Write out, word for word, every line from the start of the records through the line containing "[500,346,512,392]", including that line. Omit the pictures from your answer.

[Begin Material provided]

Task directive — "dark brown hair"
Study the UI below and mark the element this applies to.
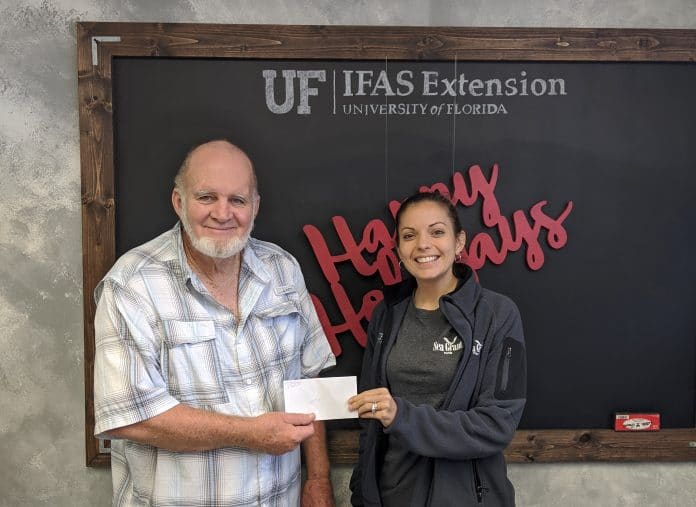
[394,192,464,245]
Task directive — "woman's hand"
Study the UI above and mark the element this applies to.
[348,387,397,428]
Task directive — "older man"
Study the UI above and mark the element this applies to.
[94,141,335,506]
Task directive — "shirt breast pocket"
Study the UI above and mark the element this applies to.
[259,294,307,364]
[162,320,229,406]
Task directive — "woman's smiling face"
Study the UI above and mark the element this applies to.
[398,200,465,287]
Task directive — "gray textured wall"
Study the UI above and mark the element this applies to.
[0,0,696,507]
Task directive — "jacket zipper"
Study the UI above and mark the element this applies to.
[471,460,488,503]
[500,346,512,392]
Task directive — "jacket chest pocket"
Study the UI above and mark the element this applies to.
[161,320,228,406]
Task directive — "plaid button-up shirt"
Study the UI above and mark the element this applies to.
[94,224,335,507]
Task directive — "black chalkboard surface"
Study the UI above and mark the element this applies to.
[79,25,696,468]
[114,58,696,428]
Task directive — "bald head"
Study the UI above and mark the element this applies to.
[174,139,258,196]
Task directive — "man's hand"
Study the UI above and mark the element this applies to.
[249,412,314,455]
[302,477,336,507]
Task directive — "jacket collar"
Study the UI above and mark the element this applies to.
[383,263,481,315]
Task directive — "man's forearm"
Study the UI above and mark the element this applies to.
[108,404,252,452]
[103,404,314,454]
[302,421,331,479]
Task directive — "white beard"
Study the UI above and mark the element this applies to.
[179,203,254,259]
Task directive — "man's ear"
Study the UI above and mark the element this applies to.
[254,194,261,220]
[172,188,183,218]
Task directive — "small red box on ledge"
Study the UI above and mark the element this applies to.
[614,412,660,431]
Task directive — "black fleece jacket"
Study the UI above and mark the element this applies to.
[350,264,526,507]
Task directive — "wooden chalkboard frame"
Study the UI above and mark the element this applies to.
[77,22,696,466]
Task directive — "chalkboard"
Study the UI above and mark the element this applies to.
[79,23,696,464]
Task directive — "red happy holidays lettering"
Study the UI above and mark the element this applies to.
[303,164,573,356]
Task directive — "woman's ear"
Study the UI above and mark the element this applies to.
[454,231,466,255]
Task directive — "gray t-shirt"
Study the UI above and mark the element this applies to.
[380,298,463,507]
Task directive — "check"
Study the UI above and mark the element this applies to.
[283,376,358,421]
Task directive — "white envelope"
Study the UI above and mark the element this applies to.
[283,376,358,421]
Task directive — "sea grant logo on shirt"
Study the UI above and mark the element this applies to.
[433,335,464,355]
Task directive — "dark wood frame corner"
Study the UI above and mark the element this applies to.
[77,22,696,466]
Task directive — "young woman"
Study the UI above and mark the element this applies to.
[349,193,526,507]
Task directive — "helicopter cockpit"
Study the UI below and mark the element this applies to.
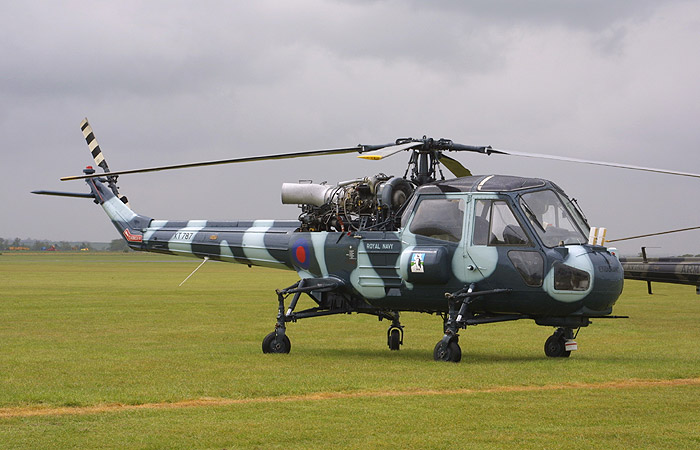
[520,189,590,248]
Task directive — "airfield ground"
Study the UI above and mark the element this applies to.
[0,253,700,449]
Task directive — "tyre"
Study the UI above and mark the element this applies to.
[544,334,571,358]
[433,341,462,362]
[263,331,292,353]
[389,328,401,351]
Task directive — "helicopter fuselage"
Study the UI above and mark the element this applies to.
[93,176,623,318]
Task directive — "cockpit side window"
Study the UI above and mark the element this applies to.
[520,190,588,247]
[472,200,531,246]
[409,198,464,242]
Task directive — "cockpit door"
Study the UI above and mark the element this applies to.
[465,196,544,288]
[400,193,472,285]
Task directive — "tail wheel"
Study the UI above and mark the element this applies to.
[433,341,462,362]
[388,328,401,350]
[263,331,292,353]
[544,333,571,358]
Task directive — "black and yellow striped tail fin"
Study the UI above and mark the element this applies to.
[80,117,129,206]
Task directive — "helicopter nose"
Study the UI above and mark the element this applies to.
[584,251,624,312]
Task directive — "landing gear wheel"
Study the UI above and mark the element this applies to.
[388,328,401,351]
[433,341,462,362]
[544,333,571,358]
[263,331,292,353]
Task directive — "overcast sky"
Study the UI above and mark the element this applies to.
[0,0,700,255]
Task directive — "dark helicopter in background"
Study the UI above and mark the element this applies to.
[35,119,700,362]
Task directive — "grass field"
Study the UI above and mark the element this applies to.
[0,253,700,449]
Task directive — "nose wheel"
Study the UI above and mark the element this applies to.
[386,311,403,351]
[433,339,462,362]
[544,328,574,358]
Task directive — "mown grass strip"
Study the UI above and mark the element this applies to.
[0,378,700,418]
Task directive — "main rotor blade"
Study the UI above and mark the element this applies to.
[61,145,367,181]
[357,142,423,161]
[605,227,700,242]
[440,153,472,178]
[488,148,700,178]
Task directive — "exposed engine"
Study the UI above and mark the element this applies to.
[282,173,415,231]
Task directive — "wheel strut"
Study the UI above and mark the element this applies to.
[386,312,403,351]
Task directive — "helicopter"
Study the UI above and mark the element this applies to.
[34,119,700,362]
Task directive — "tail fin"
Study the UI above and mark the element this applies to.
[80,117,129,206]
[80,118,151,250]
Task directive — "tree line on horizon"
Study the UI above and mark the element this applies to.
[0,238,130,252]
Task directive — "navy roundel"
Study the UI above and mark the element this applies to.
[292,239,311,269]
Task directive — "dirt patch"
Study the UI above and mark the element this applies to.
[0,378,700,418]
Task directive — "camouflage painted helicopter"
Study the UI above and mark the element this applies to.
[35,119,700,362]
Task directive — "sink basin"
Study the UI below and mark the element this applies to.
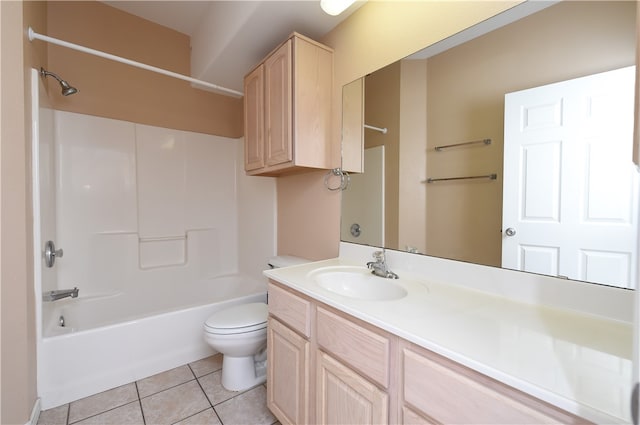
[309,266,407,301]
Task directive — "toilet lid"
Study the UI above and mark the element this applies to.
[204,303,269,333]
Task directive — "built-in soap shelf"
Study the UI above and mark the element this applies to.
[138,233,187,269]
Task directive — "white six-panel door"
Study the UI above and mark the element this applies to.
[502,67,638,288]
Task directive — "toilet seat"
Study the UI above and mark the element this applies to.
[204,303,269,335]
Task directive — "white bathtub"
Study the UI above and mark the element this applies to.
[38,275,266,409]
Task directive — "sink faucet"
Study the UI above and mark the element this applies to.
[42,287,80,301]
[367,249,398,279]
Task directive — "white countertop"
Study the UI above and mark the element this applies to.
[264,258,633,424]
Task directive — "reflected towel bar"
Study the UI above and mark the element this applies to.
[421,174,498,183]
[364,124,387,134]
[434,139,491,151]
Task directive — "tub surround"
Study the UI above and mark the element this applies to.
[265,243,633,423]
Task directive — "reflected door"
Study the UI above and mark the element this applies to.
[502,67,638,288]
[340,146,384,246]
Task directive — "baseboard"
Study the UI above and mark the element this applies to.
[25,397,40,425]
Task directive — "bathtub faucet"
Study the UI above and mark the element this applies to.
[367,249,398,279]
[42,287,80,301]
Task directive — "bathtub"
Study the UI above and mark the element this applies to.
[38,275,267,409]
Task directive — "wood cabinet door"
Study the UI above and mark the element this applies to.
[316,351,389,425]
[265,40,293,167]
[267,317,309,424]
[244,65,264,171]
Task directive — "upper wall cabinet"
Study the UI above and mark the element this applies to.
[244,33,339,176]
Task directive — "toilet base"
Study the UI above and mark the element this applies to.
[222,355,267,391]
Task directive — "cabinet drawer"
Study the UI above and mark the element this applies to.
[268,282,311,338]
[402,349,586,424]
[317,307,389,388]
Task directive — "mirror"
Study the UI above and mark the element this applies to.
[341,1,638,287]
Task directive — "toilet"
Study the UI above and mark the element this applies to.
[204,256,308,391]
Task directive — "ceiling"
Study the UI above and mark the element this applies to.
[103,0,364,95]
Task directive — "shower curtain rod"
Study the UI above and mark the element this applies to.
[29,27,244,97]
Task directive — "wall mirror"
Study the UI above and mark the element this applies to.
[341,1,638,288]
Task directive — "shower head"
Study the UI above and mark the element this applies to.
[40,68,78,96]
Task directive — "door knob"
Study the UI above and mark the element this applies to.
[44,241,64,267]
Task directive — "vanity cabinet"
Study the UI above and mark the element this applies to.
[267,281,591,425]
[244,33,337,176]
[267,284,311,424]
[316,306,391,424]
[401,341,590,424]
[316,351,389,424]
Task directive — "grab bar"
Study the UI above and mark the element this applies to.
[421,174,498,183]
[42,287,80,301]
[434,139,491,152]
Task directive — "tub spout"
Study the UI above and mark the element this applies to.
[42,287,80,301]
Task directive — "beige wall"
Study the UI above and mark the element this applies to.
[398,60,427,253]
[278,0,520,259]
[364,62,400,247]
[426,2,635,266]
[0,1,46,424]
[45,1,243,138]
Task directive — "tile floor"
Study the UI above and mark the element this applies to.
[38,354,279,425]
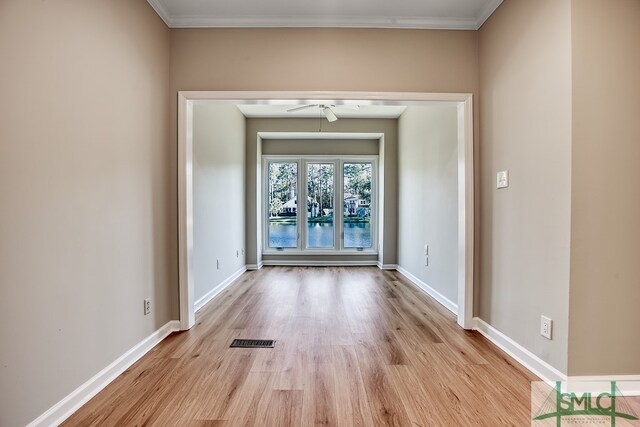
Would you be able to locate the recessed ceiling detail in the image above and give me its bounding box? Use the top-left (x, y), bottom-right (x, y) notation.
top-left (147, 0), bottom-right (503, 30)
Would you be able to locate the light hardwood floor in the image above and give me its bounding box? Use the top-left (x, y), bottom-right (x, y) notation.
top-left (65, 267), bottom-right (538, 426)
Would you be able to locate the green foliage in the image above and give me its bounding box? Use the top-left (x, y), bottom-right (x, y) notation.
top-left (344, 163), bottom-right (371, 204)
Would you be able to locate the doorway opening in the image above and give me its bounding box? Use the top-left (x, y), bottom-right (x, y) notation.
top-left (178, 91), bottom-right (474, 330)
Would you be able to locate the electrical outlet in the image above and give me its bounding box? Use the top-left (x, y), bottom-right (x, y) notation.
top-left (540, 316), bottom-right (553, 340)
top-left (496, 170), bottom-right (509, 188)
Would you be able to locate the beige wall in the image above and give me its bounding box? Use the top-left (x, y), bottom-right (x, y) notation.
top-left (168, 28), bottom-right (479, 308)
top-left (193, 103), bottom-right (245, 301)
top-left (246, 118), bottom-right (398, 264)
top-left (397, 104), bottom-right (458, 305)
top-left (0, 0), bottom-right (171, 426)
top-left (569, 0), bottom-right (640, 375)
top-left (476, 0), bottom-right (571, 372)
top-left (171, 28), bottom-right (477, 93)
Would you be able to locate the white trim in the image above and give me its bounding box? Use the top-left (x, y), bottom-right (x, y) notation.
top-left (247, 261), bottom-right (264, 271)
top-left (147, 0), bottom-right (173, 28)
top-left (178, 91), bottom-right (474, 329)
top-left (262, 259), bottom-right (378, 267)
top-left (475, 0), bottom-right (503, 30)
top-left (457, 95), bottom-right (475, 329)
top-left (396, 266), bottom-right (458, 314)
top-left (194, 267), bottom-right (247, 313)
top-left (473, 317), bottom-right (567, 384)
top-left (164, 14), bottom-right (479, 30)
top-left (27, 320), bottom-right (180, 427)
top-left (377, 261), bottom-right (398, 270)
top-left (178, 93), bottom-right (196, 331)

[End Material provided]

#### [Solution for this problem]
Task directive — "dark brown hair"
Study the UI below and mark the element this applies to.
[394,192,464,245]
Task directive — "woman's hand"
Study the UI above and mark the element this applies to.
[348,387,397,428]
Task directive — "older man"
Study the UI above and mark the element this applies to.
[94,141,335,506]
Task directive — "shirt breast pocket"
Study the UI above and mark the element this applies to.
[259,294,307,364]
[162,320,229,406]
Task directive — "woman's smiling face"
Study the UI above and mark the element this applies to.
[398,200,465,287]
Task directive — "gray textured wall"
Study the UI above and mark the element this applies to.
[0,0,696,507]
Task directive — "jacket zipper"
Study the UI above and mark the element this applies to.
[471,460,488,503]
[500,346,512,392]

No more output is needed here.